» To do
Return only these lines: the one that contains "Provide the pixel coordinates of one point on the packed" and every line after it through the end of the listing, exactly, without pictures.

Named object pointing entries
==================================================

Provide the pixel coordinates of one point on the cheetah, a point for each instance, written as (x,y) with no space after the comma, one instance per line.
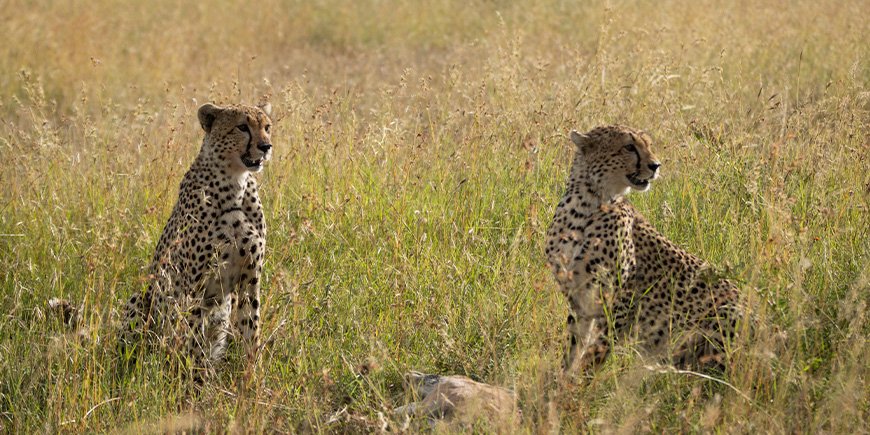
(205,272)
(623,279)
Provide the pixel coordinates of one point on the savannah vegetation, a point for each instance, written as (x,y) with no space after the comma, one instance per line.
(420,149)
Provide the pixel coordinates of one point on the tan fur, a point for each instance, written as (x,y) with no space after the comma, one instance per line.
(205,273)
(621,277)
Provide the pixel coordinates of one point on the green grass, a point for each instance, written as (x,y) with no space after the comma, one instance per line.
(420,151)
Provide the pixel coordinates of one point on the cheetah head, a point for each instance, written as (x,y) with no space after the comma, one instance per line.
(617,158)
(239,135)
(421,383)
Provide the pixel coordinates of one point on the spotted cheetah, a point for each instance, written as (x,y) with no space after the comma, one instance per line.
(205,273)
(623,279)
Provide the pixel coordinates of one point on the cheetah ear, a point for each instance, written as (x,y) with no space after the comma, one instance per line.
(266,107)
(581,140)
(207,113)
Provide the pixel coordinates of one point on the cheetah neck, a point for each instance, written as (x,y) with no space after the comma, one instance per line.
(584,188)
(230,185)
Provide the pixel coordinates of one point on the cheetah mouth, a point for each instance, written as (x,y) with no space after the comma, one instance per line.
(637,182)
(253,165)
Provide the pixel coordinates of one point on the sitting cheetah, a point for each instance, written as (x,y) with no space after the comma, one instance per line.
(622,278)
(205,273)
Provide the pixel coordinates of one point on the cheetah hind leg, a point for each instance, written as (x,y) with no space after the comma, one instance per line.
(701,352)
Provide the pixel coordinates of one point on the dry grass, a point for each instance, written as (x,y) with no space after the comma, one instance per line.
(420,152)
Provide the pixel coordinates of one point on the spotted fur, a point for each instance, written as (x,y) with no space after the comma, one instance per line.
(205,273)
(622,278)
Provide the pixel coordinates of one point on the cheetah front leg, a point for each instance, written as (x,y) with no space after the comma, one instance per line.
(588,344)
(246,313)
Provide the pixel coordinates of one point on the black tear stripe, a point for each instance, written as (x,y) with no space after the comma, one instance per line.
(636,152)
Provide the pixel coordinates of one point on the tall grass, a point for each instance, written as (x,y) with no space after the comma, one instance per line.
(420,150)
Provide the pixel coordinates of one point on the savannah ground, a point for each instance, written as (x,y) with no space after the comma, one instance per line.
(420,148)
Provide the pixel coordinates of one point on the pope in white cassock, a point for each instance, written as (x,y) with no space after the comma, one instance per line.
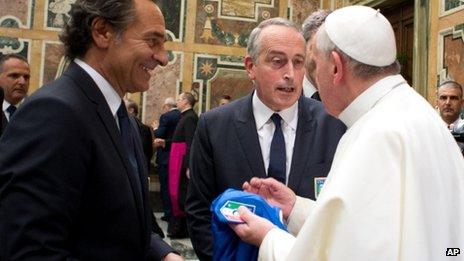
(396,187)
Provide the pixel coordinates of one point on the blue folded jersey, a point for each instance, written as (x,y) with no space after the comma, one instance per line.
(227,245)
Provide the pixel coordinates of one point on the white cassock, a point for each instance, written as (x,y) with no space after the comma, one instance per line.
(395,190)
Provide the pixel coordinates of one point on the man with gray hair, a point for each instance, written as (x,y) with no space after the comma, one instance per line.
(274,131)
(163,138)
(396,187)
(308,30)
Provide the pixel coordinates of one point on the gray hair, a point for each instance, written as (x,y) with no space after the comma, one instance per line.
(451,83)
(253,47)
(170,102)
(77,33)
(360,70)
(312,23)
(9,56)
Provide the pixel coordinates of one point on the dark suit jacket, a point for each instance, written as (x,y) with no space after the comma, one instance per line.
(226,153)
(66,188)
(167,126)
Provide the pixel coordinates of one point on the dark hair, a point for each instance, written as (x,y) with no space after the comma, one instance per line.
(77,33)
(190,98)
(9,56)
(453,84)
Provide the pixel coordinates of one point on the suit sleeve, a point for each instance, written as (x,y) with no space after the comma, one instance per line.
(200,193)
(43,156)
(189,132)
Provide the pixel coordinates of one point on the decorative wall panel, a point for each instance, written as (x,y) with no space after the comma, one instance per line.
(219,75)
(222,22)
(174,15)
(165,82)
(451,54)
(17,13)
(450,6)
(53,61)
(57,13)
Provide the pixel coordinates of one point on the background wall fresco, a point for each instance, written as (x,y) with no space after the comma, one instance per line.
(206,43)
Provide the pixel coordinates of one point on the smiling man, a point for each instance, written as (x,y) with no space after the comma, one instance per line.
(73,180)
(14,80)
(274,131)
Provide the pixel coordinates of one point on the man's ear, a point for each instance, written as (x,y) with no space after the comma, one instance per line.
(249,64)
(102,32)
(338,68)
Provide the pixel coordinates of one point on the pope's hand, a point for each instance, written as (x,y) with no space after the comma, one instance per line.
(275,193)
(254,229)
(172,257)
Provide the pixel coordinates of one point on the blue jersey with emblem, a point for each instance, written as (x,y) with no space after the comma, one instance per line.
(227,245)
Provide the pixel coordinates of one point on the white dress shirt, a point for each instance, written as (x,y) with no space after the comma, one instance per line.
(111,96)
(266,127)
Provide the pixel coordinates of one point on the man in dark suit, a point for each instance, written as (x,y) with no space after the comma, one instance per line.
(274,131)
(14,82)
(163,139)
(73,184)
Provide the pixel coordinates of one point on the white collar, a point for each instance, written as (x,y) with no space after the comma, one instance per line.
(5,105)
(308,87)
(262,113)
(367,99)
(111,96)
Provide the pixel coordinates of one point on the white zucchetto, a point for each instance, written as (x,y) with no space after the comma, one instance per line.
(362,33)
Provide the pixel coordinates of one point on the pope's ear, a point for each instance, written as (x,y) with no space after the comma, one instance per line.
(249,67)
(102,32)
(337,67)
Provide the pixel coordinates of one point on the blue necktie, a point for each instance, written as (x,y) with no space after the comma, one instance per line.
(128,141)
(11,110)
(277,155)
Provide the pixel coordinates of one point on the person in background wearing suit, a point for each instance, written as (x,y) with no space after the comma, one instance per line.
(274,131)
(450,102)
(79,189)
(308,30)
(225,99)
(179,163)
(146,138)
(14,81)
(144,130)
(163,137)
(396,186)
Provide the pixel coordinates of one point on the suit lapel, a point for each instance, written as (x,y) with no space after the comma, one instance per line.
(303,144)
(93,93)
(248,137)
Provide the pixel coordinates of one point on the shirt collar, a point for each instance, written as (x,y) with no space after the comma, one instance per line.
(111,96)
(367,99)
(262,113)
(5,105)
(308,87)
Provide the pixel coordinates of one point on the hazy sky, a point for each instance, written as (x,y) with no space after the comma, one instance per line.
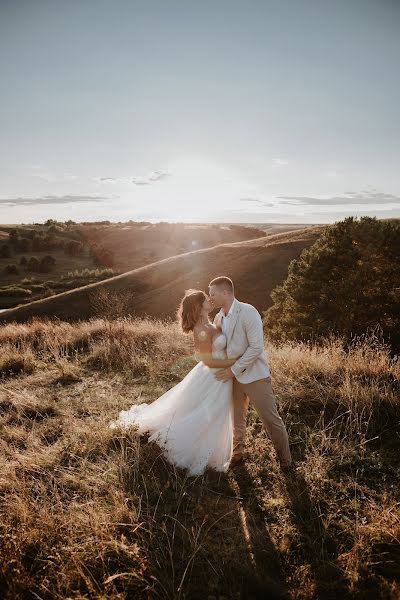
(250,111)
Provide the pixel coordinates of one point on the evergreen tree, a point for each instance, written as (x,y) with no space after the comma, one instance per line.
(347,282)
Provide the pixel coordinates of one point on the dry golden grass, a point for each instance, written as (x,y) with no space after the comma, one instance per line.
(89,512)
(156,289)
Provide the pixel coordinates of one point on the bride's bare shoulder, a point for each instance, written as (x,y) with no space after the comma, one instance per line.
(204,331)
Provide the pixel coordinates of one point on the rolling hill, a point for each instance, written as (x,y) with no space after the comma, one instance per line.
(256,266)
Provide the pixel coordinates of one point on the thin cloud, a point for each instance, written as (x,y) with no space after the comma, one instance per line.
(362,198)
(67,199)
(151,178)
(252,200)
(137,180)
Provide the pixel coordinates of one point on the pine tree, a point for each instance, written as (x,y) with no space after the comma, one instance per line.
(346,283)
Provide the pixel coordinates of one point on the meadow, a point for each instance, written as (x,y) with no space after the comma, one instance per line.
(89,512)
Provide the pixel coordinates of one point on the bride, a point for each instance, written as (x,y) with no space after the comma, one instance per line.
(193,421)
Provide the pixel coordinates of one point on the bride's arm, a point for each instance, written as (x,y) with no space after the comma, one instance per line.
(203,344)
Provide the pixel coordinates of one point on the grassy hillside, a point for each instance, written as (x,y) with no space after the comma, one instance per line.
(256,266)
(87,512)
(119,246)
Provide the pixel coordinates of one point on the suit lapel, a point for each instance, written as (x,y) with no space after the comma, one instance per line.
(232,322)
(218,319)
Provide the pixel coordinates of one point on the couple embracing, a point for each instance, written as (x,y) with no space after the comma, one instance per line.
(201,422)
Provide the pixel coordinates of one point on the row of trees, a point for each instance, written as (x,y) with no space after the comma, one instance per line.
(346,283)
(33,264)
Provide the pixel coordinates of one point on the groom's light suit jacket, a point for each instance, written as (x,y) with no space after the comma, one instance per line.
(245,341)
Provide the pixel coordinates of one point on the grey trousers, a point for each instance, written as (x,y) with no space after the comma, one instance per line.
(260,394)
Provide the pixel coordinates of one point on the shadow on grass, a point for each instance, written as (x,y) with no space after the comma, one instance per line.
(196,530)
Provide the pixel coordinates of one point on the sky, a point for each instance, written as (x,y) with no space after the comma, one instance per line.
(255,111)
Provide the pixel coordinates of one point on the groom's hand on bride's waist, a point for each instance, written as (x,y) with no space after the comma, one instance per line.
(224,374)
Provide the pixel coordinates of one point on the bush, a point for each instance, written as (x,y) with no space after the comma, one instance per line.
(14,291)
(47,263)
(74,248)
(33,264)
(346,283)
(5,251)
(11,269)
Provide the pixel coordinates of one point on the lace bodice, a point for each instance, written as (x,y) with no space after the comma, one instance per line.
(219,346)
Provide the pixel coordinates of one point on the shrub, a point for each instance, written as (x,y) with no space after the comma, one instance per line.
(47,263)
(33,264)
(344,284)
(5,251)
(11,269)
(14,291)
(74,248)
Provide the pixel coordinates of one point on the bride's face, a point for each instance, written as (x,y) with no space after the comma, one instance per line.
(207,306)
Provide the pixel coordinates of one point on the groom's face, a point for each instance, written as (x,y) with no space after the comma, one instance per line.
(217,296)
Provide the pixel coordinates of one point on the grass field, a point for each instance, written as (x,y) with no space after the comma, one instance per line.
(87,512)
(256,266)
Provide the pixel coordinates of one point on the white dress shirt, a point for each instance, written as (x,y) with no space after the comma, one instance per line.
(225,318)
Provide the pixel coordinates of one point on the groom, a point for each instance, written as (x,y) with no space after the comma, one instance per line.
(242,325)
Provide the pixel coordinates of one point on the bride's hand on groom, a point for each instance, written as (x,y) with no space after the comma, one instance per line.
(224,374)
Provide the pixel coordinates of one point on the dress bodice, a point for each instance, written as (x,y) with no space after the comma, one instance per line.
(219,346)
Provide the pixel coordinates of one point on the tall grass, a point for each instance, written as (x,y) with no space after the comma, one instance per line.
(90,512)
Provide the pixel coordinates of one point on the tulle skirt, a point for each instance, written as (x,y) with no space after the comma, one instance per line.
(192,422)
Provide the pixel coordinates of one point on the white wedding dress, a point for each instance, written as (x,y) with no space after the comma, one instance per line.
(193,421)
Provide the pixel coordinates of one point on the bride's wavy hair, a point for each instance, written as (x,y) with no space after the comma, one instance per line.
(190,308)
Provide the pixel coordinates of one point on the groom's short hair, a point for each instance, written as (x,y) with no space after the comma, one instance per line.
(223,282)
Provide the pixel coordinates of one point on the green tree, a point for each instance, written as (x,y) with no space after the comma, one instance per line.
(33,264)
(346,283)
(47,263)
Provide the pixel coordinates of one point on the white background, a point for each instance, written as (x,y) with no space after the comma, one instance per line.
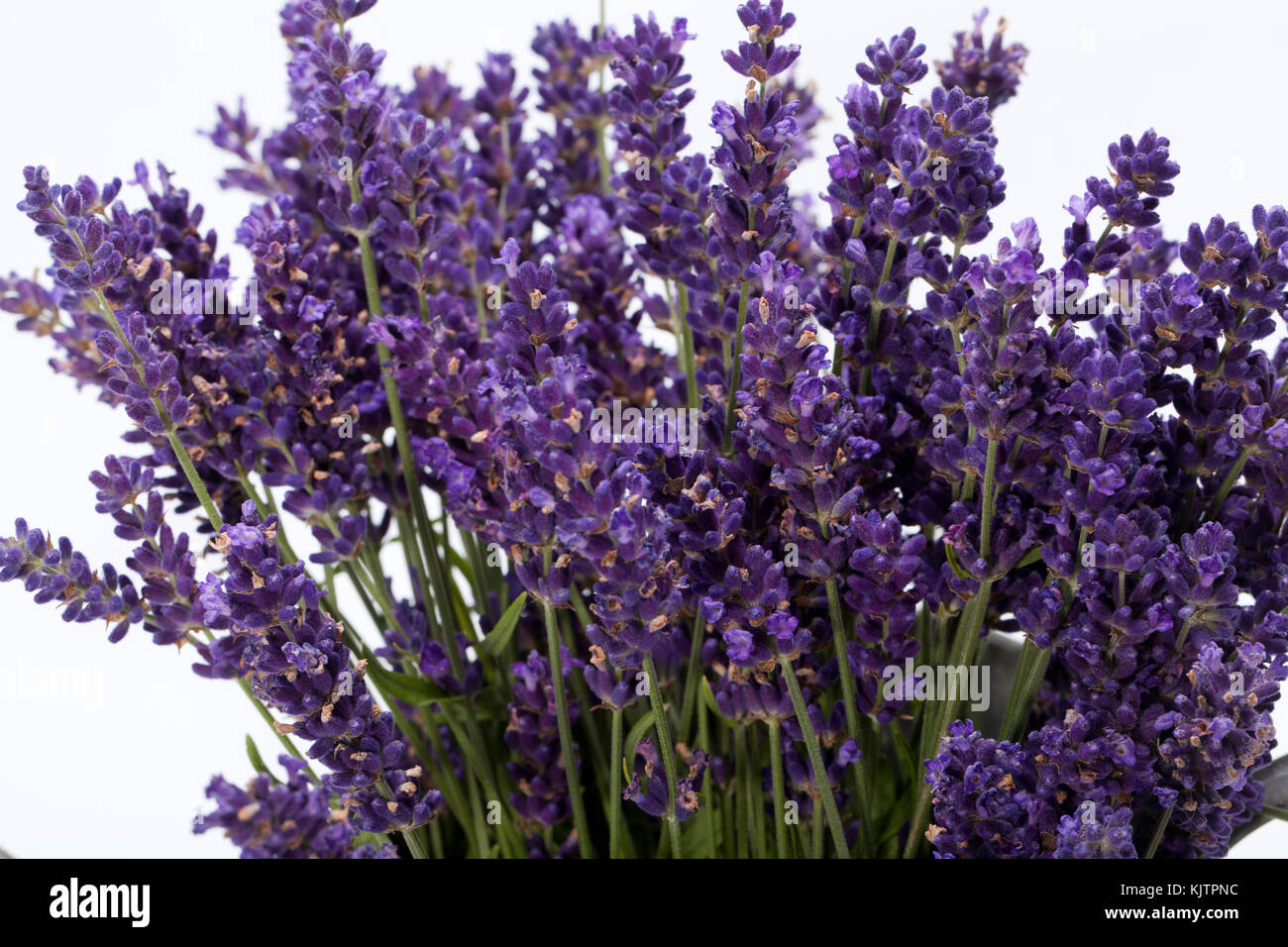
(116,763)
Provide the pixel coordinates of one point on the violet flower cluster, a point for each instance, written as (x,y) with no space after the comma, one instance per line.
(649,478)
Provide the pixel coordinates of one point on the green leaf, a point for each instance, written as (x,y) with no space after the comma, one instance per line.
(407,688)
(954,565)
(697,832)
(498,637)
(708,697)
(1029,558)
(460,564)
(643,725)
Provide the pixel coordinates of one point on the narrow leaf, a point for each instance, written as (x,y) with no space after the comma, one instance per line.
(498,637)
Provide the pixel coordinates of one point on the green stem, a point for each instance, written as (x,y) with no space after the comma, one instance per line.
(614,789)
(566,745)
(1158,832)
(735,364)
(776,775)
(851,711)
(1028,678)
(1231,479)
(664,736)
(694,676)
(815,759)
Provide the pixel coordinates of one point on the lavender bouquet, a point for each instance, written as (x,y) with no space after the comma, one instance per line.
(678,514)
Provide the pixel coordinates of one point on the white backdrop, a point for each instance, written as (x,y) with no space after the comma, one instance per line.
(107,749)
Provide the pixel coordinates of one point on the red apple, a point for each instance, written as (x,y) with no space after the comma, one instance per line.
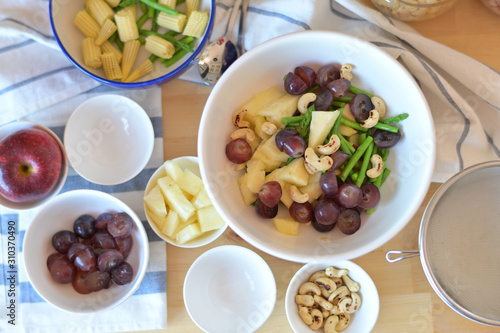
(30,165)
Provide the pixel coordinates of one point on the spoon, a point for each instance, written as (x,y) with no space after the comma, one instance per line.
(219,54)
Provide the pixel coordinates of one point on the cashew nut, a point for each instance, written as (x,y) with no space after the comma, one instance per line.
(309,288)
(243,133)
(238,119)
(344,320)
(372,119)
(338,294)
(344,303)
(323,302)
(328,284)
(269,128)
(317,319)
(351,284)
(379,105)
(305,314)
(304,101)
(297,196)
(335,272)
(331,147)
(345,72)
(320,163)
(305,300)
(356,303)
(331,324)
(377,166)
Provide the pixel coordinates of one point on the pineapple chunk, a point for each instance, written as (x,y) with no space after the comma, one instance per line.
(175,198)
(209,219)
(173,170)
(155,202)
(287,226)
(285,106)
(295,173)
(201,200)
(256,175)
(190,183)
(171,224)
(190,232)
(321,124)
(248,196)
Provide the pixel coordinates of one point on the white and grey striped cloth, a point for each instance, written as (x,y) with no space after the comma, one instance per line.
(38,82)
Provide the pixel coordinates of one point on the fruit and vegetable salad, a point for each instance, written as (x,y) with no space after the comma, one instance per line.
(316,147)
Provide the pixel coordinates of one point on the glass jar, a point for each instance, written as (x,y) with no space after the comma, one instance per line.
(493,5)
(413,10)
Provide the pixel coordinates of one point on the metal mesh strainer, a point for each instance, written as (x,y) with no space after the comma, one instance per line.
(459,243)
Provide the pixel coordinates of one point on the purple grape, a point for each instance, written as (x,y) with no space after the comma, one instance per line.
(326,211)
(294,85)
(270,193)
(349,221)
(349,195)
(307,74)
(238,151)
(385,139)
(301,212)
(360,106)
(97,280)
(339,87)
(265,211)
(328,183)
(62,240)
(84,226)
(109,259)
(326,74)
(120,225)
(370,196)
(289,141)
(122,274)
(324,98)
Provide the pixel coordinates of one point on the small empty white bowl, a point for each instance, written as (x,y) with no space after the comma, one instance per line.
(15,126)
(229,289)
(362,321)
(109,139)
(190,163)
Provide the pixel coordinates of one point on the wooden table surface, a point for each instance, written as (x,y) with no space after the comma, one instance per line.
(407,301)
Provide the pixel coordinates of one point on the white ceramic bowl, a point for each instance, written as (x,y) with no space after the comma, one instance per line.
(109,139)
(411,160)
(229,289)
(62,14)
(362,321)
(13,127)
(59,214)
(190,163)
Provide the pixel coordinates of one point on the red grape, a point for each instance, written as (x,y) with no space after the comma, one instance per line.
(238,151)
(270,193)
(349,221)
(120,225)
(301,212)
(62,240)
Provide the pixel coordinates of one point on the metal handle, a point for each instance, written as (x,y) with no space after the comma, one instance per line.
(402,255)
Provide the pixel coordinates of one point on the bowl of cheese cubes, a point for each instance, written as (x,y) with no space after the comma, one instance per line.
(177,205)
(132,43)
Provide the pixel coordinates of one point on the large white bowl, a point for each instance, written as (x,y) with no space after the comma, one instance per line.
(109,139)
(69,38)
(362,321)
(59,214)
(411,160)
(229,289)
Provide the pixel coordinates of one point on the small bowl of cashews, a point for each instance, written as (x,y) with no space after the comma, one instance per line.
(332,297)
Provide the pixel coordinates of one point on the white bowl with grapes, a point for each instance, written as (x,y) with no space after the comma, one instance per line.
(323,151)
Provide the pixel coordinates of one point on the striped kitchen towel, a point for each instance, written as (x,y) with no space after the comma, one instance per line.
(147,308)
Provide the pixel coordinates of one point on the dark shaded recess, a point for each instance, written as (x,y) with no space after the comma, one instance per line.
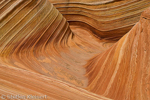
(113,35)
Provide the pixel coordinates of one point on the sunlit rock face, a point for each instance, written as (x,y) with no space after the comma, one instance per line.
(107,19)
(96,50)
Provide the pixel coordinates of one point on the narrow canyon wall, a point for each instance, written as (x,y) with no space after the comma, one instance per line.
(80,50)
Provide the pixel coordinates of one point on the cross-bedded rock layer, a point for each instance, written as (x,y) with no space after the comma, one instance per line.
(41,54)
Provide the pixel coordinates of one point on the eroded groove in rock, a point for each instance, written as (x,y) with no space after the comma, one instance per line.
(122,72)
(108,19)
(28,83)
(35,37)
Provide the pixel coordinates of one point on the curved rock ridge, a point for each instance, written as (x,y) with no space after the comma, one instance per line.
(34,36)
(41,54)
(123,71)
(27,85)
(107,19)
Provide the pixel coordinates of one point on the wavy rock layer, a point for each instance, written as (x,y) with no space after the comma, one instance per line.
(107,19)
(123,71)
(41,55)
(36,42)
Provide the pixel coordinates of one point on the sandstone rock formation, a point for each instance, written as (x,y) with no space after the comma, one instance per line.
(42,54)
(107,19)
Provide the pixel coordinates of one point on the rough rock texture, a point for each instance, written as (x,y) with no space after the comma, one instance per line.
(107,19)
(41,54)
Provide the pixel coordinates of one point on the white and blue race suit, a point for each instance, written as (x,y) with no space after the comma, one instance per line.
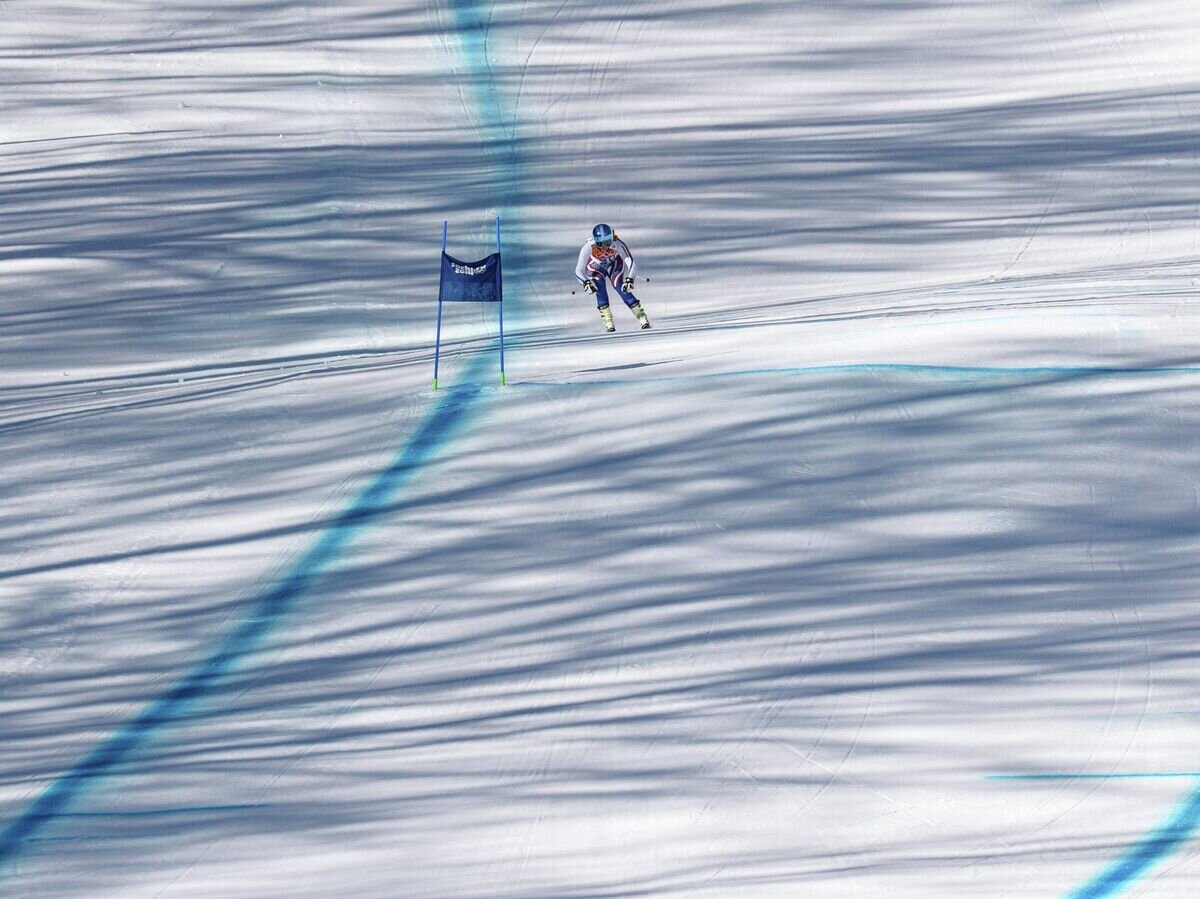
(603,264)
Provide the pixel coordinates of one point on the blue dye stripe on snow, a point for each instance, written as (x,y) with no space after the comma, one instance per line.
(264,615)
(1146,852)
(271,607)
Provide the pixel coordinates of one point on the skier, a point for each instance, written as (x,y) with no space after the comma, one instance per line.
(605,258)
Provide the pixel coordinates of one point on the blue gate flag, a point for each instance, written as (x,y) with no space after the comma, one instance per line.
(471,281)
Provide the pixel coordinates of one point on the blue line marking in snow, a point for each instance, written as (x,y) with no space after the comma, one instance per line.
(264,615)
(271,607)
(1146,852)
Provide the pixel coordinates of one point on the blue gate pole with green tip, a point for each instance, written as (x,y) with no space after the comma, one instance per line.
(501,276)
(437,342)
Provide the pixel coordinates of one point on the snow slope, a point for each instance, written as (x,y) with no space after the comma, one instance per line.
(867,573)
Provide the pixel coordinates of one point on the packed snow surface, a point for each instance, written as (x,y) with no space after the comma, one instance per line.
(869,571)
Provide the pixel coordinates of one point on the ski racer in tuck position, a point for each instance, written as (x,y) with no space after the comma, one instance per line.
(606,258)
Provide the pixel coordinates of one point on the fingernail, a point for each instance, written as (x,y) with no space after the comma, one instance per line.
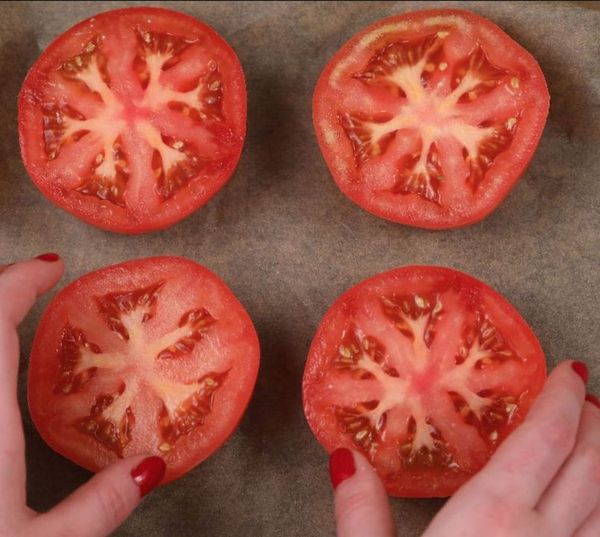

==================================================

» Solution to this problem
Provide the pixel coordinates of one point on the packed snow surface, a point for each instance, written as (x,y) with no space after the comma, one instance per line.
(869,571)
Provide the pixel coordinates of one point on the ski racer in tuck position, a point for each instance, written as (x,y) with no space after the comma, one instance per line.
(606,258)
Provide the pixel coordinates of one point on the fingernail, a point for each instance, written as (x,y) with no space after the comma, one instance per line.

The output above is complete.